▶ **The data**:
= = = = = = =

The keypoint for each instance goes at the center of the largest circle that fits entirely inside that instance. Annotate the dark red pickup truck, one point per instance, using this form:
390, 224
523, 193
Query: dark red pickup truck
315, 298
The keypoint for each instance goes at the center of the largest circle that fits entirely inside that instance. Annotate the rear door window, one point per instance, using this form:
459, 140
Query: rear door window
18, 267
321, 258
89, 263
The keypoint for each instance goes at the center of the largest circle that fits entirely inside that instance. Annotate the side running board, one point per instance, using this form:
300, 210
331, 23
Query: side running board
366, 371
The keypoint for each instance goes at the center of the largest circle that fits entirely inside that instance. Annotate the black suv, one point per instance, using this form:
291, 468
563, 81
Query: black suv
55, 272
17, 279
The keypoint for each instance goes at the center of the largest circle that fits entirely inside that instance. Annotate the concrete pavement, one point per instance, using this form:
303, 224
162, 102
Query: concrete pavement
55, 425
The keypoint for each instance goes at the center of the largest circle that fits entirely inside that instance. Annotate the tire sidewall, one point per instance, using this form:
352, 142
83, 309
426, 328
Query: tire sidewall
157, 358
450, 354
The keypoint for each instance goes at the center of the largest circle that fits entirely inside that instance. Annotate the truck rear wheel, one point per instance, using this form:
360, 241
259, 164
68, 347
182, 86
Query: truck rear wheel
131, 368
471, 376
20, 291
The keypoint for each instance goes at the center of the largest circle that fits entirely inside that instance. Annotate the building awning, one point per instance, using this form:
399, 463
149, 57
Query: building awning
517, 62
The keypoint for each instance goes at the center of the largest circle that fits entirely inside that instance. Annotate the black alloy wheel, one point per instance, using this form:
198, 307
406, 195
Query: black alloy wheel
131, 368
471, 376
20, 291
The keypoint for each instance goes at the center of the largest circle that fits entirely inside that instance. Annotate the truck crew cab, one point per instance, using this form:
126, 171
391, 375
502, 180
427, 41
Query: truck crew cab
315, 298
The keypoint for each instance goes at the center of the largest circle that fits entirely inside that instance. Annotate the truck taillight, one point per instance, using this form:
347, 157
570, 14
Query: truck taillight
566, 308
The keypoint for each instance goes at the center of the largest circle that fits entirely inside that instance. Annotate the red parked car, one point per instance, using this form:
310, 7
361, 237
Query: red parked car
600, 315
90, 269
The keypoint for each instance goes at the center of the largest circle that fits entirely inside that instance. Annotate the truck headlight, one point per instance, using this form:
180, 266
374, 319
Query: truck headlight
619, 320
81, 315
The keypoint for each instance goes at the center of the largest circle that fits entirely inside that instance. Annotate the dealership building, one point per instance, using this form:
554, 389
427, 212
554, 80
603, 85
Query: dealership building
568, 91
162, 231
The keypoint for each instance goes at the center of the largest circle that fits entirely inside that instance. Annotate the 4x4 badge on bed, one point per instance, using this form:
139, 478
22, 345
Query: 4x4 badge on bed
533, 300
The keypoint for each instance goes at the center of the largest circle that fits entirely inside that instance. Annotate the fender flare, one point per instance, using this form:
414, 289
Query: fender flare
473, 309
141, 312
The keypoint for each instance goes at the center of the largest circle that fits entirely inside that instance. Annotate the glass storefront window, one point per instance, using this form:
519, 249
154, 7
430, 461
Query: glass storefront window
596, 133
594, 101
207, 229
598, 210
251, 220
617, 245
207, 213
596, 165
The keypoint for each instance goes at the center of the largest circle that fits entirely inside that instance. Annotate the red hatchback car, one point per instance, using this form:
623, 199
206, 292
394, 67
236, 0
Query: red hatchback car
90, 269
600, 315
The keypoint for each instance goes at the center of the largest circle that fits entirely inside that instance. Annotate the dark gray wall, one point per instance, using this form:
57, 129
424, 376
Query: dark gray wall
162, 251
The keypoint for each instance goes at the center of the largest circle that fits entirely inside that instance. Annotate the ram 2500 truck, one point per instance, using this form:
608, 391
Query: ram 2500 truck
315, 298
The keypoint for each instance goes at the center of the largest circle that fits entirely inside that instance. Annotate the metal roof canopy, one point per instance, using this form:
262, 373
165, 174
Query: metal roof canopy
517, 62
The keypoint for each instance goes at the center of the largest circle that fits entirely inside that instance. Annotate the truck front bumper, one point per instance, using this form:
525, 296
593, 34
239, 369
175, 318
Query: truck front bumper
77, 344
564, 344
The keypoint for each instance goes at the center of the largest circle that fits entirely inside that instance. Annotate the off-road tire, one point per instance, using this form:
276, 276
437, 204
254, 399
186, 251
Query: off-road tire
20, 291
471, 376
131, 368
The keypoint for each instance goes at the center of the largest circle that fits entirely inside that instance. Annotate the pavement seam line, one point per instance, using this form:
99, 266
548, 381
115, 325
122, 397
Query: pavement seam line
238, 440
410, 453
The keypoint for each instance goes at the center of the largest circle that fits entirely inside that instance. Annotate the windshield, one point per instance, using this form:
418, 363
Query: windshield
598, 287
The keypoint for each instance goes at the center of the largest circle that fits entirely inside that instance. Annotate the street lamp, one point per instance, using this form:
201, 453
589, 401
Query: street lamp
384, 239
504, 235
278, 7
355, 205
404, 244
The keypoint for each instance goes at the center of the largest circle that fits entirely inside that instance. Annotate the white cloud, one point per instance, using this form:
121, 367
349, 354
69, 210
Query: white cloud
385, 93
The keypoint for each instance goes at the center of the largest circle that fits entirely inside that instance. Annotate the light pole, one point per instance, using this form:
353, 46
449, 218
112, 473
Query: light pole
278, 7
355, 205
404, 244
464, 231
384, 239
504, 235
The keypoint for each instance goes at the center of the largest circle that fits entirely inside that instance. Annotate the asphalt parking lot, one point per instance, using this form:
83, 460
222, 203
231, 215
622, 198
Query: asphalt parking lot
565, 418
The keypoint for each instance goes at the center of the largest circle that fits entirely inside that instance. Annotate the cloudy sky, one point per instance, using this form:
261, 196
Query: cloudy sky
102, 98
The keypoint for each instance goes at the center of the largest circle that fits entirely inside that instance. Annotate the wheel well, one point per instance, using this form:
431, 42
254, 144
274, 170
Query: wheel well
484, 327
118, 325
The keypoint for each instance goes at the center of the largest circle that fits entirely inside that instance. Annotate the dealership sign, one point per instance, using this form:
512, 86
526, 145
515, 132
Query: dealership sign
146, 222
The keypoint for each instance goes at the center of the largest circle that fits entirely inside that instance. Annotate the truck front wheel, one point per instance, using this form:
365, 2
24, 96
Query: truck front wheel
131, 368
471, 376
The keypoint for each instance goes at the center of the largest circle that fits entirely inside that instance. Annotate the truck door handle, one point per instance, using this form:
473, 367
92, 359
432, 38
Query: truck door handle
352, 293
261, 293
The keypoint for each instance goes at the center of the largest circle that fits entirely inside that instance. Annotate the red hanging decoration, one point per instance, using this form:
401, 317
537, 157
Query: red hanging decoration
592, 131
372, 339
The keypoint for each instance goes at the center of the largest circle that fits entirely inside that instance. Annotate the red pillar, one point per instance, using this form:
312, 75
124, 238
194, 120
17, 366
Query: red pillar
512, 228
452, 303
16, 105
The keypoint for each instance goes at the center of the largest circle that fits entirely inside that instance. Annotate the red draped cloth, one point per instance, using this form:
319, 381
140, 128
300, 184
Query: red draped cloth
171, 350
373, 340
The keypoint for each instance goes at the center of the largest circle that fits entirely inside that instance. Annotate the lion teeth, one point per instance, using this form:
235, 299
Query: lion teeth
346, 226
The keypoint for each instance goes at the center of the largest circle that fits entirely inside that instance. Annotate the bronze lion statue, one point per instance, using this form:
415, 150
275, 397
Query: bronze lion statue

= = = = = = =

▶ **What is needed**: Which lines of the records above contain the word "statue"? Copy each of them.

▶ **Solution to the problem**:
The keypoint for each instance goes at the center of the largest circle that fits entirely inside that instance. Annotate the bronze lion statue, one point per instance, using this form:
Query: bronze lion statue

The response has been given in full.